Search the records for the string "below", and show each line where it appears.

[Material supplied]
* * * *
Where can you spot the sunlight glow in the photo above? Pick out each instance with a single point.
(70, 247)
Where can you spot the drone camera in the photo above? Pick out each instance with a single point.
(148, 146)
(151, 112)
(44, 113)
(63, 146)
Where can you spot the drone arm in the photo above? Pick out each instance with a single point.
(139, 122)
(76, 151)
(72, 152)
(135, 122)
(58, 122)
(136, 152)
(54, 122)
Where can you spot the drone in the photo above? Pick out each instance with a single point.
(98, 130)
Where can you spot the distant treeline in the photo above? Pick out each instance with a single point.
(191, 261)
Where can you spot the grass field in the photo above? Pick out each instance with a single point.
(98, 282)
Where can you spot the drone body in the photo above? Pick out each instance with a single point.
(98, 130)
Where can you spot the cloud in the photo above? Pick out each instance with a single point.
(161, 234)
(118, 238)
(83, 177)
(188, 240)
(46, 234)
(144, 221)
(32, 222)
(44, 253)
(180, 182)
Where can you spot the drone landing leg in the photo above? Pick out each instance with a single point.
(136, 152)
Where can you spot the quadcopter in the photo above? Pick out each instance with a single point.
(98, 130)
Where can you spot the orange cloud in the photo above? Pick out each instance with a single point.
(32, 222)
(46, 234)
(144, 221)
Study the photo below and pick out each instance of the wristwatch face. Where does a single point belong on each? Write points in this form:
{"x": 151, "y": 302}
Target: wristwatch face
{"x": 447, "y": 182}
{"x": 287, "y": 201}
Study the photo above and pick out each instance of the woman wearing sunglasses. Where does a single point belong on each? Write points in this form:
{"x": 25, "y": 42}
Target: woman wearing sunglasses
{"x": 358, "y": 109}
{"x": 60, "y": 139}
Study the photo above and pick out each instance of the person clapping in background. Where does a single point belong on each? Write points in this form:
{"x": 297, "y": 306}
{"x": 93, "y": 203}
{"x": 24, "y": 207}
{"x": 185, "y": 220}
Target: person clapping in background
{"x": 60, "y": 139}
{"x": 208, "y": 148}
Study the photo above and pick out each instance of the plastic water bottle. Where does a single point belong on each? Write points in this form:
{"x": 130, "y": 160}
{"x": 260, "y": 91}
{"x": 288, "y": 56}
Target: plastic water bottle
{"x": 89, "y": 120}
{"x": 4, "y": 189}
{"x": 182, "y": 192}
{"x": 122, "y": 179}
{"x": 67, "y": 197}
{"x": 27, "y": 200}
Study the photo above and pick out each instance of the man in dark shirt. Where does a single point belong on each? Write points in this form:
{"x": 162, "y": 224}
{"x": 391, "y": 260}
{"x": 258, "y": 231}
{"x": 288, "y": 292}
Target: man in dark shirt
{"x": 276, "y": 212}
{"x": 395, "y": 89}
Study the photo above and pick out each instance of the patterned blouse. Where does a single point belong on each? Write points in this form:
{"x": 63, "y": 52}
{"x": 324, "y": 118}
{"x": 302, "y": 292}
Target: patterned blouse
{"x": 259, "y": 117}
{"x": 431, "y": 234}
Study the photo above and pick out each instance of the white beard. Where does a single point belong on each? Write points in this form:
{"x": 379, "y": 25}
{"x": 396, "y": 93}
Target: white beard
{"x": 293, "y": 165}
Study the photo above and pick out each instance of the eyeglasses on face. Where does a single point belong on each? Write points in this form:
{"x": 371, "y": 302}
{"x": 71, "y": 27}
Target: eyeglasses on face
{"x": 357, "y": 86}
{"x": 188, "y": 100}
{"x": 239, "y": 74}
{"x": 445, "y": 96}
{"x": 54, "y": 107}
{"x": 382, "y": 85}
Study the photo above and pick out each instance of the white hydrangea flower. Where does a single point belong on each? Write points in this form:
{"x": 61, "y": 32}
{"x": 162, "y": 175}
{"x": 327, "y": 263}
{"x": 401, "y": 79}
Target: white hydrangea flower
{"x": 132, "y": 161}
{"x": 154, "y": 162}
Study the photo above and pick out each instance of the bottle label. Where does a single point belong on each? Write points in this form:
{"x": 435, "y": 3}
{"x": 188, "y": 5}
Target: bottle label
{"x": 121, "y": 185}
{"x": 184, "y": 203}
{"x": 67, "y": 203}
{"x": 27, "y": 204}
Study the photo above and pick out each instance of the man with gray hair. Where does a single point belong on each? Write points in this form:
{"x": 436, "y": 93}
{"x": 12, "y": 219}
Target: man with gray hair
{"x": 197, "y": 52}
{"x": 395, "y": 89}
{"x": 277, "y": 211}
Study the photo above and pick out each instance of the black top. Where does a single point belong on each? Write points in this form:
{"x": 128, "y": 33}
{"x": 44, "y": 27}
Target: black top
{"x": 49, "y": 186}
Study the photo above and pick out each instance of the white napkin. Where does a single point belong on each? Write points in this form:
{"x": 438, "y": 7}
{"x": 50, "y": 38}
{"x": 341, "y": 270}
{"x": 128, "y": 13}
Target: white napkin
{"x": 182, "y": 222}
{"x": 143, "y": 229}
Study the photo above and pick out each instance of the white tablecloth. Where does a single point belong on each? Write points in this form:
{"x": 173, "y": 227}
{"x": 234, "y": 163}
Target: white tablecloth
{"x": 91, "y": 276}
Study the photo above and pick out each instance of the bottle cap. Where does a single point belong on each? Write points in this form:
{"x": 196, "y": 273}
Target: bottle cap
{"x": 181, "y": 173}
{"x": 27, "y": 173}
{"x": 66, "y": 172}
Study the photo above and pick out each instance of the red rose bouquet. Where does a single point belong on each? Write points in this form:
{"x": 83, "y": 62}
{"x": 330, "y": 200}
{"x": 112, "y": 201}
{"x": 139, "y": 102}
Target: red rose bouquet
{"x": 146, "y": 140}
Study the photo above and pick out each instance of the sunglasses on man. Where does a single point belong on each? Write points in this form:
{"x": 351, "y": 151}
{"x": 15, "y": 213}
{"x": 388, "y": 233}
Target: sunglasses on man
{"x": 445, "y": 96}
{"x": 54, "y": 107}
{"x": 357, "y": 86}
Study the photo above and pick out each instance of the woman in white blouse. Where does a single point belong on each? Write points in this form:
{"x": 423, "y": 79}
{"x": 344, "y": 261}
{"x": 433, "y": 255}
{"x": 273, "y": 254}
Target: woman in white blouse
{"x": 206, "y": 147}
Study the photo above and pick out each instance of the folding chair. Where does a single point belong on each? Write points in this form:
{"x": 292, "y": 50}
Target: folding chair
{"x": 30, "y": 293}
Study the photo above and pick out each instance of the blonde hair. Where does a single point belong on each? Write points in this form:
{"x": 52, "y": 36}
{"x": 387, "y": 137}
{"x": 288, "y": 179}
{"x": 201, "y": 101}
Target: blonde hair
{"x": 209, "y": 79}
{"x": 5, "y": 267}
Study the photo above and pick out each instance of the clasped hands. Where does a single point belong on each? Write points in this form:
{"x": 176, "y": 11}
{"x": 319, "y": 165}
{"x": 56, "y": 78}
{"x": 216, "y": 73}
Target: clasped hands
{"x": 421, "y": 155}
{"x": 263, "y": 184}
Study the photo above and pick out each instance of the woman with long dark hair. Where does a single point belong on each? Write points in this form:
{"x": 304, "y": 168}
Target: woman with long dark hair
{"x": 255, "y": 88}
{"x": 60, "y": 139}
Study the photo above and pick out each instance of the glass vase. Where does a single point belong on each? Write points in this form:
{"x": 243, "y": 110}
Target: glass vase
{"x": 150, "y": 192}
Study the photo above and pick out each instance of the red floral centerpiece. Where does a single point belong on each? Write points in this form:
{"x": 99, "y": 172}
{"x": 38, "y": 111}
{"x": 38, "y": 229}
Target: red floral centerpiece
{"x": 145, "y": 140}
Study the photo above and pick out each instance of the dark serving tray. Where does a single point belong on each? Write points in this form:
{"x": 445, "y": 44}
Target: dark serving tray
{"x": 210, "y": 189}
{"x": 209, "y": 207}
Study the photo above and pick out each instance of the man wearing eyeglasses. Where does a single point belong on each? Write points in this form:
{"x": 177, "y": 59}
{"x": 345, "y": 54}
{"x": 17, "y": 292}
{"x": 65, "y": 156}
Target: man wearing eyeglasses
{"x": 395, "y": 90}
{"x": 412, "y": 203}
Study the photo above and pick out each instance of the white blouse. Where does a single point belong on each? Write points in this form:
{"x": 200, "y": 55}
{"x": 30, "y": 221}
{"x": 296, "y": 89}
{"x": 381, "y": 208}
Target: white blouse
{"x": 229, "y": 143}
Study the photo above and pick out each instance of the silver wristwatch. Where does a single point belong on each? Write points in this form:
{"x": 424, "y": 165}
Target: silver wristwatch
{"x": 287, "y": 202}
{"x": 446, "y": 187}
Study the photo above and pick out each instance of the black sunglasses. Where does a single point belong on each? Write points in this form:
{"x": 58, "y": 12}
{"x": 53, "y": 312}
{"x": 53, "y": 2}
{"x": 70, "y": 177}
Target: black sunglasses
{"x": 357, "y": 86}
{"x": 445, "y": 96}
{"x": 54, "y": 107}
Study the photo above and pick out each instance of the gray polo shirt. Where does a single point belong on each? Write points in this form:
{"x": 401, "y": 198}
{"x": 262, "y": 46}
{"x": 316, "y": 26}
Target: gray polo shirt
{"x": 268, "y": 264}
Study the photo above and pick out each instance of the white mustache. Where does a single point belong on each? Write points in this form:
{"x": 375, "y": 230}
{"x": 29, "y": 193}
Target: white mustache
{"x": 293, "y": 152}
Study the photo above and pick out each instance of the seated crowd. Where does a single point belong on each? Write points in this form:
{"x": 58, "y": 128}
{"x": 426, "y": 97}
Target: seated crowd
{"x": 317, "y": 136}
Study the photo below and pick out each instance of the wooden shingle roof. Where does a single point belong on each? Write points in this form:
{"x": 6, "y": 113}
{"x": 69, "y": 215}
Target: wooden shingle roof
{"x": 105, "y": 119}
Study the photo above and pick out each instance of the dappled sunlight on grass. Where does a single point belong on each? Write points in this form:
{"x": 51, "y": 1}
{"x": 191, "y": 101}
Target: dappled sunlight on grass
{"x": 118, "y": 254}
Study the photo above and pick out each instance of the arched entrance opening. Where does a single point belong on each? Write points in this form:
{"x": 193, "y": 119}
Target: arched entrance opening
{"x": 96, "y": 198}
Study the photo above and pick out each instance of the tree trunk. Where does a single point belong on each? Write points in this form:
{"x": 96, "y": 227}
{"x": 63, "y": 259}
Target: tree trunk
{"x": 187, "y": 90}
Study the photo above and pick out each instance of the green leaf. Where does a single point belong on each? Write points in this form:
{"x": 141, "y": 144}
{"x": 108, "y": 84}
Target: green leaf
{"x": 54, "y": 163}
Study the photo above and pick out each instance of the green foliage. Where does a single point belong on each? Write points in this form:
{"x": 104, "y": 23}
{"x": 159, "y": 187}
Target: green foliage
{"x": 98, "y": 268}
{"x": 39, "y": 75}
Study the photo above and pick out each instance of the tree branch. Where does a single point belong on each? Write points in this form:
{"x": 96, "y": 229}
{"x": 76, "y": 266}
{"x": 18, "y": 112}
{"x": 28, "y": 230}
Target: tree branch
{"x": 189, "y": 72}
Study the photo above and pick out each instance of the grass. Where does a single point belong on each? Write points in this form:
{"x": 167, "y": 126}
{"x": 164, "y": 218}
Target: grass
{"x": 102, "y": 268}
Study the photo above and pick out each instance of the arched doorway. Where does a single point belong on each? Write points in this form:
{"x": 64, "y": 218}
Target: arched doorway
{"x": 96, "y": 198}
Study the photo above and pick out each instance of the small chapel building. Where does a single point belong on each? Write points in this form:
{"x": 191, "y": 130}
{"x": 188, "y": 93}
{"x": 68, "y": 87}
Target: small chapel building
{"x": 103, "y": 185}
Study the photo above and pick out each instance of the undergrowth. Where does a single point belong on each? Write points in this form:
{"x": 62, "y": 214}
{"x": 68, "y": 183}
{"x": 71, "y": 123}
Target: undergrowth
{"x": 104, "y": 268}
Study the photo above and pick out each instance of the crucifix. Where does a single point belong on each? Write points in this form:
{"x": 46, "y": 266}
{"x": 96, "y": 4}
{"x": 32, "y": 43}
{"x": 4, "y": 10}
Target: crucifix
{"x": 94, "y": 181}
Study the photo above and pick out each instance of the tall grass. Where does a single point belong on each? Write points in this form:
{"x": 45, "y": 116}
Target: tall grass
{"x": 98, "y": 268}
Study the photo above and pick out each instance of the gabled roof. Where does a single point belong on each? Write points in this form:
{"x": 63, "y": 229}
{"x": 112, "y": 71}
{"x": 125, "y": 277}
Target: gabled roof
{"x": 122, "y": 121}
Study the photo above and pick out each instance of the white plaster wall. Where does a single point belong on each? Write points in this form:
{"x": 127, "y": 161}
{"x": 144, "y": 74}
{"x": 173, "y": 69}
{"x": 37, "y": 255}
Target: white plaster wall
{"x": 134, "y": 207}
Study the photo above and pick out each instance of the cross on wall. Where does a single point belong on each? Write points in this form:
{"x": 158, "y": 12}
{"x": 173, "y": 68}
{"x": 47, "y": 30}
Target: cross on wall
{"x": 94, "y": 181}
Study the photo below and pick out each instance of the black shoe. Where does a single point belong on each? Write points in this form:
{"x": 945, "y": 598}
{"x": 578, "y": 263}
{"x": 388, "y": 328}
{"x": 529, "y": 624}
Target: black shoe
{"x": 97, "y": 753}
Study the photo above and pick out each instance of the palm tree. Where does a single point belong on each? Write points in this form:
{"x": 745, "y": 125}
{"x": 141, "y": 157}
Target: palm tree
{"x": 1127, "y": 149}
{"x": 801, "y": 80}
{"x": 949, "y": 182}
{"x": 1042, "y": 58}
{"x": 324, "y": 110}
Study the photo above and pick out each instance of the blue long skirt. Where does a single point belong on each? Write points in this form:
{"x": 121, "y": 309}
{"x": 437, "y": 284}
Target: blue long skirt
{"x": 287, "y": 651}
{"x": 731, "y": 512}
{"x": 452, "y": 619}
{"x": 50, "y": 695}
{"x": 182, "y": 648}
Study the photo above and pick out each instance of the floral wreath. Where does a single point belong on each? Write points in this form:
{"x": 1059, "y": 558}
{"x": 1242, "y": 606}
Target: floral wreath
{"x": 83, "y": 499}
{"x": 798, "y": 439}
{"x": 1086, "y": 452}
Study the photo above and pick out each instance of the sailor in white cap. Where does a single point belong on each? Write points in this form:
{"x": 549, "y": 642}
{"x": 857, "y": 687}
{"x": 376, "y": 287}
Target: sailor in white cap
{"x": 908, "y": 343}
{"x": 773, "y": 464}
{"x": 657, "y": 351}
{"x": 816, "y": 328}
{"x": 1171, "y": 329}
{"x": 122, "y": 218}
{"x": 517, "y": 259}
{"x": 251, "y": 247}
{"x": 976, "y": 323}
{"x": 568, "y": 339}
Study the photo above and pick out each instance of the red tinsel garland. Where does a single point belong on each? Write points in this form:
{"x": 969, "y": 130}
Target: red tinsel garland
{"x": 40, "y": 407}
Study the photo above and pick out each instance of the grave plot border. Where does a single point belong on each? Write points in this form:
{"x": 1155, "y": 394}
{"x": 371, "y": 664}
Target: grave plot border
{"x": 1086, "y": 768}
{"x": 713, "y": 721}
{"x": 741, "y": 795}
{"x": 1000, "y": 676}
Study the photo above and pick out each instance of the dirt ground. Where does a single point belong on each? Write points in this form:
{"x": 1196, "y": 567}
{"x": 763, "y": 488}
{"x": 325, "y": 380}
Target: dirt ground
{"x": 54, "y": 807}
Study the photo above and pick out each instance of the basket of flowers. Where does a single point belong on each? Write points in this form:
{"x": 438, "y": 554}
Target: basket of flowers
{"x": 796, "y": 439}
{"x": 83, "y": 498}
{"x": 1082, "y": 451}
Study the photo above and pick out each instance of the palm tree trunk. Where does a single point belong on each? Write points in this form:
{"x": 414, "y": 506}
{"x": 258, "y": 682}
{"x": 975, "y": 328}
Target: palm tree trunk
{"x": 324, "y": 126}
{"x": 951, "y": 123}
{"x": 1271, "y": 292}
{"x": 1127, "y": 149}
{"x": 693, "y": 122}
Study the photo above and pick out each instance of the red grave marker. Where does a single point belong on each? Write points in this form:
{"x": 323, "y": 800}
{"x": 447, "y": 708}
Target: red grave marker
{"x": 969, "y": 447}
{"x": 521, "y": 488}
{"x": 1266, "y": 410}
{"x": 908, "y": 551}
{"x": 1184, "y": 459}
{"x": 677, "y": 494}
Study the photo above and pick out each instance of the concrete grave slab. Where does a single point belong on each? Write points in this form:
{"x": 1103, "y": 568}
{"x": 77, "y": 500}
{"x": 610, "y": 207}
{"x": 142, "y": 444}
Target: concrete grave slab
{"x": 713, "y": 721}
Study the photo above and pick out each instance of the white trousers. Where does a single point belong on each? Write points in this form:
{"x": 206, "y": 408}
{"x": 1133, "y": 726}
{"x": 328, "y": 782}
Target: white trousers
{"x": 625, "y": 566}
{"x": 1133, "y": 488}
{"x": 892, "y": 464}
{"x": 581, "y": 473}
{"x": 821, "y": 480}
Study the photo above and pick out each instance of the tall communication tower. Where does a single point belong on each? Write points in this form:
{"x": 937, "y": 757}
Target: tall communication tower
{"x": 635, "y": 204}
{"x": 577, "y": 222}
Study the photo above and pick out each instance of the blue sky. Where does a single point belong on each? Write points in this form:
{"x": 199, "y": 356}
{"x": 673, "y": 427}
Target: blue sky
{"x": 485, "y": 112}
* * * *
[Problem solution]
Study the photo below and pick out each instance of the wristwatch face. Where does a single point belong on each? Write points in this form:
Study the photo below and pick out each instance of the wooden shingle roof. Where does a single point belong on each? Write points in this form:
Study the photo below and pick out each instance of the black shoe. Where does a single point belong on each? Write points in this form:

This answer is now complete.